## EXERCISE
Can you copy the article about the Burbank bomb threats word for word, from "The letter comes" to "on social media."?

## PROVIDED TEXT
-- Opening Marker --

Burbank City Hall and Mayor Konstantine Anthony were the targets of bomb threats — and Anthony, personal threats — this week from at least one unknown source, who falsely claimed that they had placed explosives at City Hall and his personal residence.
Burbank police officials said they did not believe the claims to be legitimate threats, though police have maintained routine patrols of City Hall and Anthony’s residence, while staffing city buildings with police officials. The city and staff, meanwhile, conducted business as usual.
“[The Burbank Police Department] does not believe the threat was credible. BPD conducted a thorough search of City Hall with the assistance of a Bomb Detection Canine and found no evidence of explosives. Federal authorities are aware of the threat and are assisting with the investigation,” Police spokesman Sgt. Stephen Turner told the Leader.
“Officers will be conducting extra patrol in and around City Hall. Burbank City Council meetings are always staffed by BPD and private security,” Turner said.
A letter was also emailed to the Burbank Leader office on Tuesday, making similar threats against Anthony. The motivation of the suspect is unknown, though the letter called attention to several religious themes.
“Pray to God for he might forgive you, but we won’t. You will meet him soon,” the letter stated.
The employee who opened the email said it triggered a series of virus-tinged pop ups.
The letter comes on the heels of public backlash against Anthony after an incident that occurred at a “Drag Bingo” fundraising event, in which Anthony was unknowingly video recorded being spanked by a drag queen while playing the bingo game. Coverage of that incident can be found on the Burbank Leader website.
Anthony’s colleagues on the City Council said at last week’s meeting that they wanted to differentiate his personal activities from his public role as mayor.
“What the mayor does in his personal life is up to him,” said Councilwoman Tamala Takahashi. The panel condemned the ensuing anti-LGBTQ+ hate speech that followed the posting of the video on social media.
“I am very dismayed by the vitriol and hate speech being sent toward the city recently,” Anthony told the Leader on Sept. 15. “There have been a few deaths threats and at least one bomb threat. Regardless, the city of Burbank stands with our LGBTQ community.
“Either I get murdered for my political beliefs or I don’t,” Anthony told the Leader on Friday. “I could get hit by a bus tomorrow, too. I’m not changing who I am because of it.”

-- Closing Marker --

## EXCERPTED DATA
-- Opening Marker --

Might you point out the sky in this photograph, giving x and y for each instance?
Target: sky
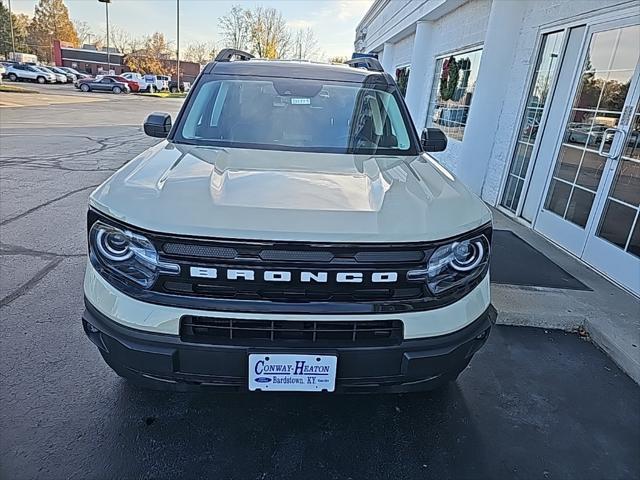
(334, 21)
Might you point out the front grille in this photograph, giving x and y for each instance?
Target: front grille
(279, 257)
(266, 332)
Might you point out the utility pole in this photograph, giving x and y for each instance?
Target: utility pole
(13, 39)
(178, 43)
(106, 9)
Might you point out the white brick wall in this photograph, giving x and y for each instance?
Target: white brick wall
(538, 14)
(402, 51)
(465, 25)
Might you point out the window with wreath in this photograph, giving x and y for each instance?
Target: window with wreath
(402, 79)
(452, 91)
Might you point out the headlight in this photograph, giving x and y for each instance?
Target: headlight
(454, 264)
(126, 255)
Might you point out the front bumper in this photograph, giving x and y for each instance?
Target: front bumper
(160, 359)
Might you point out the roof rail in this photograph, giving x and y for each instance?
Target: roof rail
(369, 63)
(227, 54)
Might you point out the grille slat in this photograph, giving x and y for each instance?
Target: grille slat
(362, 333)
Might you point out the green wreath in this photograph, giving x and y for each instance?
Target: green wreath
(449, 78)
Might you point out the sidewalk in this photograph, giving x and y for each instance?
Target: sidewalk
(610, 315)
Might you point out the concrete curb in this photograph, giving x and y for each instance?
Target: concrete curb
(607, 313)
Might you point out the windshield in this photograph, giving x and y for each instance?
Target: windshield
(294, 114)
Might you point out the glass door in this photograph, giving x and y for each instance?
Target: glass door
(594, 134)
(613, 245)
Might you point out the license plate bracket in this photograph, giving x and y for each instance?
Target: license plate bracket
(292, 372)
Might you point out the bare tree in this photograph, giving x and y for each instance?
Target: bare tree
(268, 33)
(123, 41)
(305, 45)
(200, 52)
(85, 32)
(235, 28)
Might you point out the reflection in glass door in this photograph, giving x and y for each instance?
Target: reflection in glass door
(619, 221)
(614, 246)
(604, 85)
(593, 197)
(539, 94)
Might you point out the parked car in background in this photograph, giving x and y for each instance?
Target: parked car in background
(156, 83)
(133, 85)
(24, 72)
(104, 84)
(60, 78)
(73, 71)
(70, 76)
(162, 82)
(20, 57)
(136, 77)
(184, 87)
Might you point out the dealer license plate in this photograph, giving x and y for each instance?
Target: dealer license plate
(291, 372)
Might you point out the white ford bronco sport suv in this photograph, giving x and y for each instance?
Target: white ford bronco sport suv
(291, 232)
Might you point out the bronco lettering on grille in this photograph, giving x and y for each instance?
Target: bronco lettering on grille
(287, 276)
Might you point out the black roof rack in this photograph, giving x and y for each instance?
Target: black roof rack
(369, 63)
(227, 54)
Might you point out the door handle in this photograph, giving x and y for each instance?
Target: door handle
(604, 139)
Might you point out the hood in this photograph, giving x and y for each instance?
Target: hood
(289, 196)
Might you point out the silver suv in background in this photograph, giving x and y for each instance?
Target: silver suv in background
(24, 72)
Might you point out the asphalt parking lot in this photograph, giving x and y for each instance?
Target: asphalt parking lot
(533, 403)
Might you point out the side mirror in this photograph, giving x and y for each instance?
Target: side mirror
(157, 125)
(433, 140)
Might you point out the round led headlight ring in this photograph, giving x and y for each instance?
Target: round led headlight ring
(467, 255)
(113, 245)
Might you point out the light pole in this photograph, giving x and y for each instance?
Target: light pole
(178, 42)
(13, 39)
(106, 9)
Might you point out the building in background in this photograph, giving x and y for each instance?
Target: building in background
(539, 101)
(93, 61)
(88, 59)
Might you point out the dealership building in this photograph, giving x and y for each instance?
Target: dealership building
(539, 101)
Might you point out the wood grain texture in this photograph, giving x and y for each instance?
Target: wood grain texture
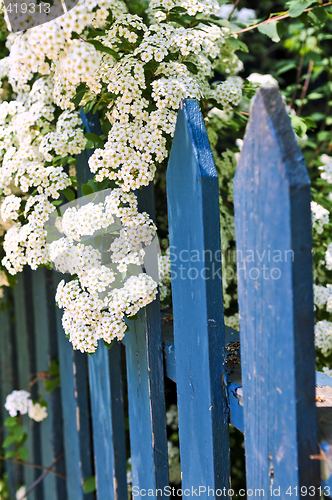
(105, 384)
(193, 209)
(74, 399)
(43, 357)
(8, 378)
(108, 422)
(145, 379)
(272, 216)
(25, 350)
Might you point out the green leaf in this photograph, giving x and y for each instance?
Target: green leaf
(69, 194)
(106, 344)
(315, 95)
(56, 203)
(102, 185)
(94, 138)
(11, 421)
(23, 453)
(51, 385)
(286, 67)
(270, 30)
(297, 7)
(12, 279)
(317, 16)
(92, 184)
(89, 106)
(89, 484)
(102, 48)
(310, 122)
(10, 439)
(10, 454)
(81, 91)
(299, 125)
(86, 190)
(18, 432)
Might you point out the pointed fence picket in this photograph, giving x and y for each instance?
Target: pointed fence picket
(275, 403)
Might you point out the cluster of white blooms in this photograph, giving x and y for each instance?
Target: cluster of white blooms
(146, 70)
(326, 168)
(164, 270)
(28, 143)
(50, 46)
(68, 139)
(93, 309)
(323, 336)
(26, 243)
(320, 217)
(328, 257)
(37, 412)
(233, 321)
(20, 402)
(327, 371)
(323, 296)
(140, 127)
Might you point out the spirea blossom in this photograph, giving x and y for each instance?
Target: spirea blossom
(37, 412)
(323, 336)
(320, 217)
(18, 402)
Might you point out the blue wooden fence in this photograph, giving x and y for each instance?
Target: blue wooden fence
(270, 396)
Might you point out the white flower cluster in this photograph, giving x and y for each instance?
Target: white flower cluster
(146, 71)
(20, 402)
(164, 270)
(68, 139)
(32, 51)
(320, 217)
(137, 139)
(328, 257)
(327, 371)
(27, 143)
(326, 168)
(323, 296)
(93, 309)
(323, 336)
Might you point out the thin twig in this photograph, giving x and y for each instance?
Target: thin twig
(233, 10)
(305, 87)
(41, 477)
(298, 76)
(23, 462)
(276, 18)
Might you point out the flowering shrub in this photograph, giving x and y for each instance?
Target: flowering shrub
(138, 71)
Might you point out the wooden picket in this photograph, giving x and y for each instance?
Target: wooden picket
(274, 399)
(273, 219)
(192, 191)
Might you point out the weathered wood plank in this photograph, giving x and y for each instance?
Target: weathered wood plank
(108, 422)
(39, 301)
(55, 400)
(192, 191)
(273, 235)
(73, 372)
(25, 348)
(105, 385)
(46, 351)
(145, 379)
(8, 376)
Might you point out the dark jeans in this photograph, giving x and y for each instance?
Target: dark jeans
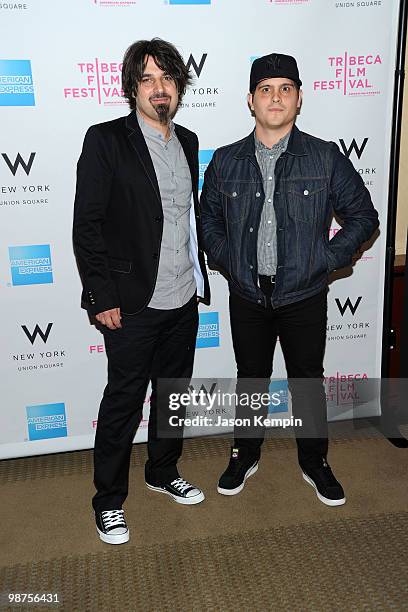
(301, 328)
(150, 345)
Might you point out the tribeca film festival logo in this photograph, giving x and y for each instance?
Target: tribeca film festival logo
(47, 357)
(347, 328)
(31, 265)
(285, 2)
(174, 2)
(46, 421)
(342, 389)
(16, 83)
(115, 3)
(200, 95)
(26, 194)
(100, 82)
(359, 4)
(208, 334)
(351, 75)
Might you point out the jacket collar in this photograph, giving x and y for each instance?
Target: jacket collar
(139, 144)
(295, 145)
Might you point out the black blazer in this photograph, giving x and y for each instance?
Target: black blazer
(118, 216)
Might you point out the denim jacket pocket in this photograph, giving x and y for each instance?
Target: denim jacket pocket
(236, 198)
(119, 265)
(306, 198)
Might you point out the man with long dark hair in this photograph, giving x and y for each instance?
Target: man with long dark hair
(137, 243)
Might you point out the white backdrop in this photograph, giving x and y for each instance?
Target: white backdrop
(60, 73)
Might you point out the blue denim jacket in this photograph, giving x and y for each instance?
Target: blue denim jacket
(313, 180)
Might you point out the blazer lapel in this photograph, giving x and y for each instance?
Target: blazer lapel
(139, 144)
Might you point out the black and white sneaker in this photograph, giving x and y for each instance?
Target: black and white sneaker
(327, 488)
(111, 526)
(240, 467)
(181, 491)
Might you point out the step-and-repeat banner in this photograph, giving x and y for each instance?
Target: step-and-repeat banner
(60, 72)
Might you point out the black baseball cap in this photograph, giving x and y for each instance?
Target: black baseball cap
(273, 65)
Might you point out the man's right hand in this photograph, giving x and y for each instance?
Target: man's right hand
(110, 318)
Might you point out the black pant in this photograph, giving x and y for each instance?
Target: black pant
(301, 328)
(150, 345)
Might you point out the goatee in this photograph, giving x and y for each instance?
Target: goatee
(162, 111)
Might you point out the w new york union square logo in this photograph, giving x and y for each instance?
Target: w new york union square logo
(189, 1)
(16, 83)
(352, 75)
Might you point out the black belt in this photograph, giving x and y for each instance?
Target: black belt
(266, 284)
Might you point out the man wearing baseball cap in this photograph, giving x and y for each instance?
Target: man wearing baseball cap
(266, 207)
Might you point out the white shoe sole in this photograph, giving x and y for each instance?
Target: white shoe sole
(186, 501)
(237, 490)
(114, 539)
(324, 500)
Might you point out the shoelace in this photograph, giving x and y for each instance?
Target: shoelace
(180, 484)
(113, 518)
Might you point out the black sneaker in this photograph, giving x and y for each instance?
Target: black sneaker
(240, 467)
(111, 526)
(181, 491)
(327, 488)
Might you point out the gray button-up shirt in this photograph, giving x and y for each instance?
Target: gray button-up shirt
(175, 283)
(266, 246)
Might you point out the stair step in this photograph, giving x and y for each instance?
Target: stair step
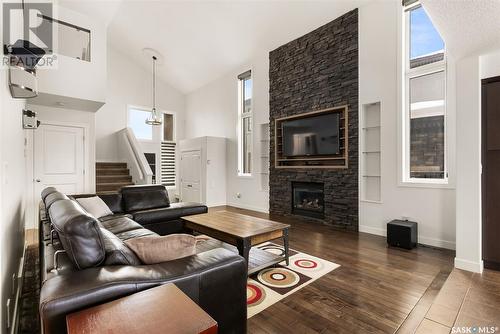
(113, 178)
(111, 171)
(111, 165)
(100, 187)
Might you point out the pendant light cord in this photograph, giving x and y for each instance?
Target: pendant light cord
(154, 83)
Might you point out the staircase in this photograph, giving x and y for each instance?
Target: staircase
(111, 176)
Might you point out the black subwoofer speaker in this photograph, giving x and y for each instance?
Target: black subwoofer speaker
(402, 233)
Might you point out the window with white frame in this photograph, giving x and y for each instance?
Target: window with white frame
(137, 122)
(424, 98)
(245, 124)
(168, 151)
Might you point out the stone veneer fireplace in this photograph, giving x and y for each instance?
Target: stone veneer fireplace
(308, 199)
(314, 72)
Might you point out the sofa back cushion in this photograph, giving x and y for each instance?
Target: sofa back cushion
(47, 191)
(114, 202)
(137, 198)
(78, 232)
(117, 253)
(52, 198)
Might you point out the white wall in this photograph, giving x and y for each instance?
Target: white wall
(432, 208)
(12, 187)
(213, 111)
(129, 84)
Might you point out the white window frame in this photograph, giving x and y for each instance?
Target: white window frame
(241, 116)
(408, 74)
(174, 135)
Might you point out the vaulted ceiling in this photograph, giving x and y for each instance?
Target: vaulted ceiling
(467, 26)
(203, 40)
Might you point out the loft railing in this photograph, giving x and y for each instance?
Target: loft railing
(131, 152)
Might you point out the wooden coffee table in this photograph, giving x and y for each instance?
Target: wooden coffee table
(164, 309)
(244, 232)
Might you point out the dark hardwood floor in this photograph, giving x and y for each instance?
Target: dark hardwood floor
(374, 291)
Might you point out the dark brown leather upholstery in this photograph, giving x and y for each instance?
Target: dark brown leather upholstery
(144, 197)
(114, 201)
(78, 232)
(215, 278)
(174, 211)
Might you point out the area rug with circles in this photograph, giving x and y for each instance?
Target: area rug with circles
(271, 285)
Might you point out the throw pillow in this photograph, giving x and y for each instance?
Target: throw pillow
(95, 206)
(156, 249)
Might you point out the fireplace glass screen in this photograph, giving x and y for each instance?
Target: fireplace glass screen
(308, 199)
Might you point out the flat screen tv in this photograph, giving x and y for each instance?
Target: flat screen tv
(312, 136)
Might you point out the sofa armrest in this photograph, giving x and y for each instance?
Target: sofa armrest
(215, 280)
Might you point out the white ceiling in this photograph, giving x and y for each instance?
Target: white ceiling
(467, 26)
(203, 40)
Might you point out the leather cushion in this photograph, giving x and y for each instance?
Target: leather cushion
(175, 211)
(95, 206)
(114, 202)
(114, 216)
(47, 191)
(54, 197)
(78, 232)
(117, 253)
(151, 250)
(144, 197)
(138, 233)
(120, 224)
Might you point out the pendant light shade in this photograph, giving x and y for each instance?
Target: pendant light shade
(154, 118)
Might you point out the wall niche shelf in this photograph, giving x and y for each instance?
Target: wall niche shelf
(339, 161)
(370, 159)
(264, 156)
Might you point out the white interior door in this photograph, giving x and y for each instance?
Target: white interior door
(59, 159)
(191, 176)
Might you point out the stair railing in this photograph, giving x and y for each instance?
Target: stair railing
(131, 152)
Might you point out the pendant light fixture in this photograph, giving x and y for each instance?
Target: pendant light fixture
(154, 118)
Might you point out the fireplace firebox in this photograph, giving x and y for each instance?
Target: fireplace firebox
(308, 199)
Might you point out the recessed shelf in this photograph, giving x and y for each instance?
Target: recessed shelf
(370, 160)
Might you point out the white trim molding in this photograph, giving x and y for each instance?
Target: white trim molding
(476, 267)
(421, 239)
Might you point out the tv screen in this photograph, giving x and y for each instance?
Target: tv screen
(315, 135)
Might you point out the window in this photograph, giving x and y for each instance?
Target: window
(245, 126)
(137, 122)
(424, 98)
(168, 151)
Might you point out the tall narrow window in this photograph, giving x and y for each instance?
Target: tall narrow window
(245, 126)
(424, 98)
(168, 151)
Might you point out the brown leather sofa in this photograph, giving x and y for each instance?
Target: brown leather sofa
(84, 261)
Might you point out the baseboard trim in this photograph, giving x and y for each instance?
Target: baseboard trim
(476, 267)
(421, 239)
(213, 205)
(248, 207)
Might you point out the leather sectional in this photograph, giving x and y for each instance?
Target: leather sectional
(85, 262)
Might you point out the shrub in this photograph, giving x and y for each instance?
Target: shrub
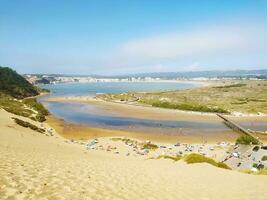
(174, 158)
(247, 140)
(150, 146)
(28, 125)
(15, 85)
(264, 158)
(190, 107)
(34, 104)
(197, 158)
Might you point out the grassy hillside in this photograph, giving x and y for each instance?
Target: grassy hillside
(13, 92)
(242, 96)
(15, 85)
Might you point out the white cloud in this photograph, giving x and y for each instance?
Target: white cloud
(190, 46)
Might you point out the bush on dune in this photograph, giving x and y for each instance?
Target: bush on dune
(247, 140)
(197, 158)
(189, 107)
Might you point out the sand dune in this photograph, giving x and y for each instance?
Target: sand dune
(35, 166)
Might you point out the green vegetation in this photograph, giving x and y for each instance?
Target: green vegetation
(231, 96)
(189, 107)
(264, 158)
(174, 158)
(15, 85)
(14, 106)
(262, 172)
(13, 90)
(28, 125)
(42, 111)
(231, 86)
(150, 146)
(247, 140)
(197, 158)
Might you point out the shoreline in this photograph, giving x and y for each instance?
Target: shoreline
(50, 167)
(84, 132)
(194, 115)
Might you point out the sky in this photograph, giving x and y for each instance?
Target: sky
(115, 37)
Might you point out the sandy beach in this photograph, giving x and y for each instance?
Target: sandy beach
(154, 113)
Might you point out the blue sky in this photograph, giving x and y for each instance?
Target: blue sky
(120, 37)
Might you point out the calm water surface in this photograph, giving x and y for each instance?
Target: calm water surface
(91, 115)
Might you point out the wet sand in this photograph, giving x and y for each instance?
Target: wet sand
(82, 132)
(36, 166)
(149, 112)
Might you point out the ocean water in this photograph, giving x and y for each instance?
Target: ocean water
(87, 114)
(91, 89)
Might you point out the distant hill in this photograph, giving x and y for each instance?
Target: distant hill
(261, 73)
(207, 74)
(15, 85)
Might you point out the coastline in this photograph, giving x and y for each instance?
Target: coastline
(84, 132)
(40, 167)
(149, 112)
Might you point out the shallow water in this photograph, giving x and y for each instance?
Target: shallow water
(91, 115)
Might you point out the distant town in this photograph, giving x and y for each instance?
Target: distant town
(57, 79)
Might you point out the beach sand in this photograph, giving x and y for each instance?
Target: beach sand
(148, 112)
(35, 166)
(83, 132)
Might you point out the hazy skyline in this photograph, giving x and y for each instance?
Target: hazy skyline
(121, 37)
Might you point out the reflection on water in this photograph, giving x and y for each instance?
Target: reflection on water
(93, 116)
(86, 114)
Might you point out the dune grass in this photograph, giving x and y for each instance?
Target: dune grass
(246, 96)
(189, 107)
(150, 146)
(29, 108)
(247, 140)
(174, 158)
(264, 158)
(28, 125)
(197, 158)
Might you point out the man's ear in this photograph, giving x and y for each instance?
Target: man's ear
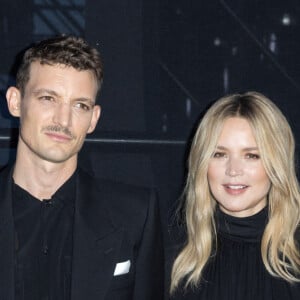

-- Closing Marker --

## ANSWER TO THE EXERCISE
The letter comes on the heels of public backlash against Anthony after an incident that occurred at a “Drag Bingo” fundraising event, in which Anthony was unknowingly video recorded being spanked by a drag queen while playing the bingo game. Coverage of that incident can be found on the Burbank Leader website.
Anthony’s colleagues on the City Council said at last week’s meeting that they wanted to differentiate his personal activities from his public role as mayor.
“What the mayor does in his personal life is up to him,” said Councilwoman Tamala Takahashi. The panel condemned the ensuing anti-LGBTQ+ hate speech that followed the posting of the video on social media.